* begin TEXT BLOCK *

The ongoing capitalist crisis has been managed by oppression of the working class and it has been successful in ensuring that the workers paid the bankers debt, yet there is a cost to pay in terms of the decay of political structures. Fianna Fail, once the party of government, has been reduced to a shadow. The new national government is strengthened in the short term but weakened in the longer term because there is no longer a serious opposition party with some choice of political programme. The myth of parliamentary democracy is torn away and weakens the illusions of workers in the pro-capitalist parties.
But this is bad news for the self-proclaimed left groups also. The Labour Party, themselves decimated by their support for austerity, are trying to claw their way back to the standard position as junior partner in a capitalist government. Sinn Fein are attempting to transition from an old leadership backed by the authority of the IRA towards a more liberal and right wing position. They are out of government in the North and have no prospect of returning. They suffered a setback in the recent presidential elections, and have seen a split to the right around the issue of abortion. The party is skipping and jumping between presenting itself as the main component of a future right wing government coalition and, on the other hand, signalling that it is at heart still a party of the left and willing to protest the right. A delayed election robs them of momentum and allows for greater fragmentation. As for the socialist groups and the independents, they bump along at the bottom of the poll, unable to convince the majority of the population that a programme of parliamentary reformism will be successful.
The lack of alternative does not end at the gates of the Dail. The trade unions have been leading lobbying exercises and demonstrations meant to resolve the crises in housing and in health. The formation of what is in reality a national government and the lack of even minimal reform to accommodate the new arrangement between the major parties means that lobbying exercises can have only a very limited effect. The whole reformist effort that has tended to blunt protest across the past decade is now running into the buffers.

* end TEXT BLOCK *
* begin ENTRIES SUPPLIED *

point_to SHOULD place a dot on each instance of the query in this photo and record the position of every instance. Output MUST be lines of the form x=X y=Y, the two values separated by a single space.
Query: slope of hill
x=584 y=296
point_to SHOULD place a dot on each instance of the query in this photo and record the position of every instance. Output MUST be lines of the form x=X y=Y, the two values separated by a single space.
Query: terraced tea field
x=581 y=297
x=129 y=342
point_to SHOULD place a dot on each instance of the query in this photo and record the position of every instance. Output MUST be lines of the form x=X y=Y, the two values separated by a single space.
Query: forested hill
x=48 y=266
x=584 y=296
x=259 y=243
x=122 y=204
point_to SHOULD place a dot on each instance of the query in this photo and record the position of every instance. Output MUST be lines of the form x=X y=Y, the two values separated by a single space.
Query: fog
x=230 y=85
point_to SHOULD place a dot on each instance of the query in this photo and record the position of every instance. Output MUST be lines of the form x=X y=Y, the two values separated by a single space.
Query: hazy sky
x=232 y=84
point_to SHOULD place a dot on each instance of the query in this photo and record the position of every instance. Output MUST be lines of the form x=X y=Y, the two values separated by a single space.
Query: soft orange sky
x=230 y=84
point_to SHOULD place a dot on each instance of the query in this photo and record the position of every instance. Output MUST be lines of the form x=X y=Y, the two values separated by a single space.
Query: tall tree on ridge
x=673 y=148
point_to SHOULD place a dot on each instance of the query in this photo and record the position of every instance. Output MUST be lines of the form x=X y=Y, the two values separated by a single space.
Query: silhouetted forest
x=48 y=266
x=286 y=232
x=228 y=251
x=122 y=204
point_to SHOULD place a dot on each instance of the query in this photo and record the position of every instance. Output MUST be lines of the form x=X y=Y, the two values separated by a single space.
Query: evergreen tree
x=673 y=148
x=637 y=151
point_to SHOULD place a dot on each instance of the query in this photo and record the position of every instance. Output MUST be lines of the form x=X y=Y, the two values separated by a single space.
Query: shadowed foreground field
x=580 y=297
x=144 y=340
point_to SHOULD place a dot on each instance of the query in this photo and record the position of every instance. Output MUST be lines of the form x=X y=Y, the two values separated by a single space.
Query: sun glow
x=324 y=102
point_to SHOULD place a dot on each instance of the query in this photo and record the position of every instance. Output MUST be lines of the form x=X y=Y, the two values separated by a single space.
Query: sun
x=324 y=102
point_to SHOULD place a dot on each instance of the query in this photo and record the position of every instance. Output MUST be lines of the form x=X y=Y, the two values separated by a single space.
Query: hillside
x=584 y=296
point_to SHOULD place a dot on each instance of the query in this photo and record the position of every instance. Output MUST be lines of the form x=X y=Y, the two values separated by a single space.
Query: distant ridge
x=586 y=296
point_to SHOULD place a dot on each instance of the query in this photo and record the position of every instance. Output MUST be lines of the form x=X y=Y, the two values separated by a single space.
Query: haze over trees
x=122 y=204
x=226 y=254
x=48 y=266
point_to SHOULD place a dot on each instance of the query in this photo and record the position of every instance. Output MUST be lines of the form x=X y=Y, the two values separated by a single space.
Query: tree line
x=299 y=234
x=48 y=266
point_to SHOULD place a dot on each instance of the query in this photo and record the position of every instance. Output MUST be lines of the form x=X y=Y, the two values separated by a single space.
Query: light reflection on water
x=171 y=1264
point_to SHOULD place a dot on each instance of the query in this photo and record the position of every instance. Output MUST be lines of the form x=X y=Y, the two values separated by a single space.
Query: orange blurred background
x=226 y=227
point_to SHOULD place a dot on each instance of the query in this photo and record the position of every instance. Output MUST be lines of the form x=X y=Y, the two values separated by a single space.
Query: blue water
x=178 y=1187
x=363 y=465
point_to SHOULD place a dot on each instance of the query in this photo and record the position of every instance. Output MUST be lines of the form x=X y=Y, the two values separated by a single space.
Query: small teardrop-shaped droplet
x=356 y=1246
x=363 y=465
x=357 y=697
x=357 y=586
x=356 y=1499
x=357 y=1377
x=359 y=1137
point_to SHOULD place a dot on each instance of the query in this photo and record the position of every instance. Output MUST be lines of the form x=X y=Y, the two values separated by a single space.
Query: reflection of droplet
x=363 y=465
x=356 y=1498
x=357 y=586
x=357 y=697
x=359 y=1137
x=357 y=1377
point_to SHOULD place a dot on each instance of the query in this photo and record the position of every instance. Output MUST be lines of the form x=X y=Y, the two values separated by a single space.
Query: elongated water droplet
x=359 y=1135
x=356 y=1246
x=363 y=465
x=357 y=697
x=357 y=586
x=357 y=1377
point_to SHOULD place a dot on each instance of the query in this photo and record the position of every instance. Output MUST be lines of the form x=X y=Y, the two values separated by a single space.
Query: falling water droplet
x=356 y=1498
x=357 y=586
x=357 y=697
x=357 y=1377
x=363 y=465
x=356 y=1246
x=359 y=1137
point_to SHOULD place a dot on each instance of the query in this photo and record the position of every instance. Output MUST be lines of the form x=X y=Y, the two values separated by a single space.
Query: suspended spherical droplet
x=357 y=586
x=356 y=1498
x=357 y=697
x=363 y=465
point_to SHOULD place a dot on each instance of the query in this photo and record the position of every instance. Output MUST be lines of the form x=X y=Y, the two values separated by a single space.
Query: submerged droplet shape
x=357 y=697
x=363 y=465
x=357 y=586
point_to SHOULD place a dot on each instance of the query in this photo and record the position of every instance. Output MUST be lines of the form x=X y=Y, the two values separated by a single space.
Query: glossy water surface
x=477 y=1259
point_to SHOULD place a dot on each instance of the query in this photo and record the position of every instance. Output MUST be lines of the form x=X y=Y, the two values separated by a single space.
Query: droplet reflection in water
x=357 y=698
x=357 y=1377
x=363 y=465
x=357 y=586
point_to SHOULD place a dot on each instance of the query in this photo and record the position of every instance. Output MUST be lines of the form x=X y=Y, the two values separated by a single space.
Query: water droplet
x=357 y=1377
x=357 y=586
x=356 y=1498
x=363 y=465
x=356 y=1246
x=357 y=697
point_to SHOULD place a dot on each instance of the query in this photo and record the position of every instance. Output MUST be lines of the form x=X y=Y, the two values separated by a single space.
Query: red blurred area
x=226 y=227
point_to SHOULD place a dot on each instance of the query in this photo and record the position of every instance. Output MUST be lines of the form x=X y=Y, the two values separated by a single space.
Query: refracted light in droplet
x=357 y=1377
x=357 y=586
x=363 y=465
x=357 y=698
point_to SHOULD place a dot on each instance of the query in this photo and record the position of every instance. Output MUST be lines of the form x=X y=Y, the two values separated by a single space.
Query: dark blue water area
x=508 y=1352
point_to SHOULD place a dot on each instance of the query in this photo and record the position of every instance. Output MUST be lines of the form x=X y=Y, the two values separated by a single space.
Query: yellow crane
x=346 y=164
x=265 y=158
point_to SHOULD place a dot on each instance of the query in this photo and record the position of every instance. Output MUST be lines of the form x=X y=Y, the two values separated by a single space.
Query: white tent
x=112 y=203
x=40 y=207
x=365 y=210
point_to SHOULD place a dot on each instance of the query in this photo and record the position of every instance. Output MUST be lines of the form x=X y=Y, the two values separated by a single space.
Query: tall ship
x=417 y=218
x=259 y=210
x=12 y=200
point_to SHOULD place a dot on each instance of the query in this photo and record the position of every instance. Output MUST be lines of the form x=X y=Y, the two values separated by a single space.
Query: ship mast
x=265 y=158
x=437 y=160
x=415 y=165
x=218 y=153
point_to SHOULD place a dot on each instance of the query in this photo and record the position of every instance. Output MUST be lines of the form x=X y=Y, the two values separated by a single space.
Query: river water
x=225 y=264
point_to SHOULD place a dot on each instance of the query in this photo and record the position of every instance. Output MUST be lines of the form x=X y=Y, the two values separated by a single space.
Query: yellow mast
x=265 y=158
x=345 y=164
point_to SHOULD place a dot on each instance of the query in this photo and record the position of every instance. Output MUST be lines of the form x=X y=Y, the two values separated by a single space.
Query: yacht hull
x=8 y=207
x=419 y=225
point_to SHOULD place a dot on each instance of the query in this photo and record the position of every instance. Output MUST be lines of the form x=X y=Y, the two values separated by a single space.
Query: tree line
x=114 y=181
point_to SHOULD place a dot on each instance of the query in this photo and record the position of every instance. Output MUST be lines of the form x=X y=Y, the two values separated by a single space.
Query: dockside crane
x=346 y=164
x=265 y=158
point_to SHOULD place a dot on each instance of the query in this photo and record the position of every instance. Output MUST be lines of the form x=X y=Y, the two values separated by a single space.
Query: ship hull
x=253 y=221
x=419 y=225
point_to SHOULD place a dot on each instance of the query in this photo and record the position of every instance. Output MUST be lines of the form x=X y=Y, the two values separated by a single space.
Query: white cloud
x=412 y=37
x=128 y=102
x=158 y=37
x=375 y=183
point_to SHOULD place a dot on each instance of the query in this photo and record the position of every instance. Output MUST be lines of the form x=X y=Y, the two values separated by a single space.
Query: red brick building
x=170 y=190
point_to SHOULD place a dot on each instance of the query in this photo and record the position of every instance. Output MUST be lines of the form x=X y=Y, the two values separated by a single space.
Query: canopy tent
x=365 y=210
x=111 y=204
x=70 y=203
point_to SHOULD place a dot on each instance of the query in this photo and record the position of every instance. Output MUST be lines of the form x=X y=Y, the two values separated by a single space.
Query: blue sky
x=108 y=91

* end ENTRIES SUPPLIED *

EXERCISE TASKS
a) In the commentary on the Irish political crisis, what issue led to a split to the right in Sinn Fein?
b) Output the part of the commentary on the Irish political crisis that opens with the words containing "The ongoing capitalist" and closes with "the pro-capitalist parties.".
c) Go on with the commentary on the Irish political crisis from the point where it stops.

ANSWERS FOR THIS EXERCISE
a) The issue of abortion.

b)
The ongoing capitalist crisis has been managed by oppression of the working class and it has been successful in ensuring that the workers paid the bankers debt, yet there is a cost to pay in terms of the decay of political structures. Fianna Fail, once the party of government, has been reduced to a shadow. The new national government is strengthened in the short term but weakened in the longer term because there is no longer a serious opposition party with some choice of political programme. The myth of parliamentary democracy is torn away and weakens the illusions of workers in the pro-capitalist parties.

c)
There are small but significant signs that events are going to slip outside the network of partnerships that link Irish capital and the trade union leadership. So a mass campaign that halted with the withdrawal of the abortion question from the constitution and accepted quite limited legislation has not seen the issue closed down but has seen further discontent around continued links between church and state in the health services. Pleadings at the gates of the Dail around housing were followed by a government plan that will feed vulture capital and landlordism and smoother the path towards a mass giveaway of public land. However protests have not ended and we now have a context of terrorism by paramilitary forces employed by the landlords in evictions and direct action by communities to force them back.
The situation today will not stand still. The original confidence and supply arrangement was an attempt by Micheál Martin to avoid the bear trap of coalition. The history of recent times is littered with the corpse of junior partners in reactionary governments that acted as sacrificial anode for the major government party. The renewed confidence and supply agreement, his failure to win any concessions in the current negotiations means that Fianna Fail has been reduced to the junior partnership status he was trying to avoid without even the cabinet posts and patronage that are the lifeblood of capitalist parties. The possibility of reviving Fianna Fail must go downhill.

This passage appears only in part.